## [Exercise instructions]
• A. Repeat, word for word, the part of the text on HIV and workplace rights running from "4. Can a boss" up to and including "offered a job?".
• B. Carry on the text on HIV and workplace rights from the point where it stops.
*** Extracted text ***
If you believe that you have been fired, refused a job or been discriminated against in some other way in the workplace, we want to hear from you. Please click here to report discrimination, or call us at 212-549-2627.
If you really aren’t sure if you have rights, MAKE SURE. CALL. And don’t put it off. All of these laws have deadlines. Waiting too long can take away your rights.
1. Can I be fired or denied a job because I have HIV?
Probably not. The national law protects anyone with AIDS or HIV, but only applies to businesses with more than 14 workers. Many state or local laws cover smaller businesses, but some only cover people who are sick.
2. How can I find out for sure if I can be fired or denied a job?
First, contact your nearest AIDS service organization. They may know. More likely, they might be able to find someone who can tell you. If not, look in the phone book under “AIDS” or search the Internet for “AIDS legal” to see if you can find an agency that can tell you. Or you can call the ACLU AIDS Project in New York at 212-549-2627. The folks there will try to find out for you.
3. Can a boss or company change my job or put me in a new job because I have AIDS or HIV?
Probably not. First, find out if your job is covered (see the question just before this one). If it is, your company or boss can’t change your job just because they’re afraid of people with HIV. They can’t change your job just because they think customers or co-workers are afraid of HIV. But, they can change your job if it’s dangerous for you to do it. That means if you could infect other people, or if you could get hurt because of your HIV. But there aren’t many jobs like that.
4. Can a boss or company force me to tell them if I have AIDS or HIV?
Probably not before you have been offered a job. Until you’ve been offered a job, a boss or company can only ask questions about whether you can do the job. So they can’t ask unless your HIV or AIDS makes you unable to do parts of the job. But this is true only if the law where you live covers you and the job (see the second question).
5. What about after I’ve been offered a job?
*** End of Extracted text ***
*** Data listing ***
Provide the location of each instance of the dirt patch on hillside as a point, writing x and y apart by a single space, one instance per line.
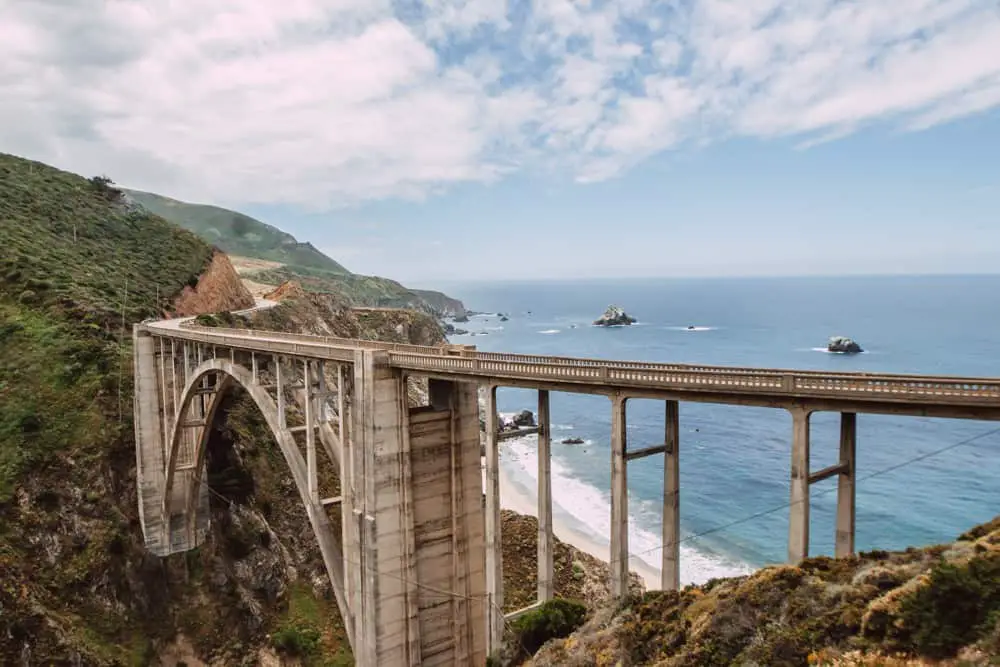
219 288
248 265
286 291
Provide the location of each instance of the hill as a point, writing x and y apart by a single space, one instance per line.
937 605
241 235
237 234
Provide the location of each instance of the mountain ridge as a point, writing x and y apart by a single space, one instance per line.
241 235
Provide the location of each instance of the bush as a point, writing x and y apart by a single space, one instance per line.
552 620
960 604
296 641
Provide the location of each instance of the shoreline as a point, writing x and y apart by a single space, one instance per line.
514 499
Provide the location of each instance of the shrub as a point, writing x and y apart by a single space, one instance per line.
552 620
296 641
959 605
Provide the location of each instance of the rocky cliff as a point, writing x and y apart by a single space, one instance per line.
218 288
936 605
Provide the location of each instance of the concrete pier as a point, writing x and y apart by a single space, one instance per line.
618 560
670 568
546 542
416 565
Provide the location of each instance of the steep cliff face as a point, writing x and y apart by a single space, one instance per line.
937 605
219 288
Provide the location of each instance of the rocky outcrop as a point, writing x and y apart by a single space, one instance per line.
524 418
843 345
920 606
219 288
288 290
614 316
441 304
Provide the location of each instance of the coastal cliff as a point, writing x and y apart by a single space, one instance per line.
935 605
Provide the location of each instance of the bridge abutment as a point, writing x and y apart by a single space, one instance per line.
416 558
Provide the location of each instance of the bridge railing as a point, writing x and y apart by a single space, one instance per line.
446 359
812 383
312 339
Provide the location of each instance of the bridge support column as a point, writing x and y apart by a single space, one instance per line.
619 501
798 519
416 481
465 560
546 546
378 559
670 572
844 543
494 555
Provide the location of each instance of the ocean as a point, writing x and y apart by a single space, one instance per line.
735 460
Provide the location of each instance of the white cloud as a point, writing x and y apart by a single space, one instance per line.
322 103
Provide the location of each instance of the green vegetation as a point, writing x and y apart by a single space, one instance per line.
551 620
959 605
876 608
78 268
308 632
237 234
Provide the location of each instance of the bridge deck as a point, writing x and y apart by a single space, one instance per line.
960 397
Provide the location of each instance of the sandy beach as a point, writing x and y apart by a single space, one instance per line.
515 499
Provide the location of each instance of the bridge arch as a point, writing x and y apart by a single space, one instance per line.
230 375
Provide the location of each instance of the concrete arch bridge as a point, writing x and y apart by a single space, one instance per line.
413 557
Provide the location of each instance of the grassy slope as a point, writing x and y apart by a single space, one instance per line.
74 265
238 234
72 565
935 603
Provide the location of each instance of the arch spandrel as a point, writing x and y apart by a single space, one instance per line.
230 375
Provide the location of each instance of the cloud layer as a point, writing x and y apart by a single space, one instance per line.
322 103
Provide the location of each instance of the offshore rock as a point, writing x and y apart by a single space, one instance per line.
843 345
614 316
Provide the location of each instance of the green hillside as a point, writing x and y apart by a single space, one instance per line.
237 234
78 268
241 235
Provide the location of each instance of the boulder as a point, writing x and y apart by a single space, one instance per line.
614 316
843 345
524 418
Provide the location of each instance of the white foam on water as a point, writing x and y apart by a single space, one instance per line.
590 508
693 328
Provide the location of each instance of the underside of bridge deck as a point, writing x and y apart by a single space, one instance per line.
415 563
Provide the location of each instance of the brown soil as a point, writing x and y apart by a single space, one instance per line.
219 289
290 289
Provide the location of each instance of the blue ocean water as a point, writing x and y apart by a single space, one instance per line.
735 460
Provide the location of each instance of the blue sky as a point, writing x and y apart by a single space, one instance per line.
484 139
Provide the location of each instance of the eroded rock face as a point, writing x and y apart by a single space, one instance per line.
614 316
218 289
843 345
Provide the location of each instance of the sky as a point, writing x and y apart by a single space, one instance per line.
508 139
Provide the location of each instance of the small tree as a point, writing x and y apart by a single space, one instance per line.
104 186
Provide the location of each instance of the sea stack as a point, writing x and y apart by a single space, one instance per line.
843 345
614 316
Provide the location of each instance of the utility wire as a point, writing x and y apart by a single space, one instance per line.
778 508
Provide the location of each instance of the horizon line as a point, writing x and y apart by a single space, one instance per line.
784 276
*** End of Data listing ***
## [Answers to the exercises]
• A.
4. Can a boss or company force me to tell them if I have AIDS or HIV?
Probably not before you have been offered a job. Until you’ve been offered a job, a boss or company can only ask questions about whether you can do the job. So they can’t ask unless your HIV or AIDS makes you unable to do parts of the job. But this is true only if the law where you live covers you and the job (see the second question).
5. What about after I’ve been offered a job?

• B.
Your company or boss can make everyone take a general medical exam. As part of the exam, they can ask you what illnesses you have and what medications you take. You then have to tell them about your HIV. But they can’t take the job back because of your answer as long as you can do the job safely, so don’t lie. If you lie and they find out, they can take your job away for lying.
6. If I tell my boss or company that I have AIDS or HIV, do they have to keep it a secret?
Sometimes. If your company is covered by the national law, and your boss asks you about your medical condition, they have to keep anything you tell them confidential. But if you tell them for some other reason, they may or may not have to keep it a secret. And if your company is smaller than 15 people, whether they have to keep your HIV status private depends on the law in your state. It is always a good idea, if you tell your boss or company that you have AIDS or HIV, to say that you don’t want them to tell anyone else. You’ll have better legal protection. And many people will respect your privacy.
7. Does my boss or company have to give me different hours or special treatment if I have AIDS or HIV?
Probably, but the more special treatment you need, the tougher it is to get. Your boss or company has to make small changes to your job as long as you can still do the important parts of the job. So, for example, if you need to see your doctor at what is usually work time, your boss has to let you unless the job has to be done at that particular time. The bigger your company, the more likely it is that the company will have to adjust. The bigger the changes you need, the more likely it is that the company won’t have to adjust.
8. To get time off, do I have to tell my boss or company I have AIDS or HIV?
Maybe not. You can say you have a medical condition, and that your doctor will back you up in a note. Lots of companies don’t want more information. Some laws say that they can’t ask for more.
9. What if I am so sick, I can’t do the job?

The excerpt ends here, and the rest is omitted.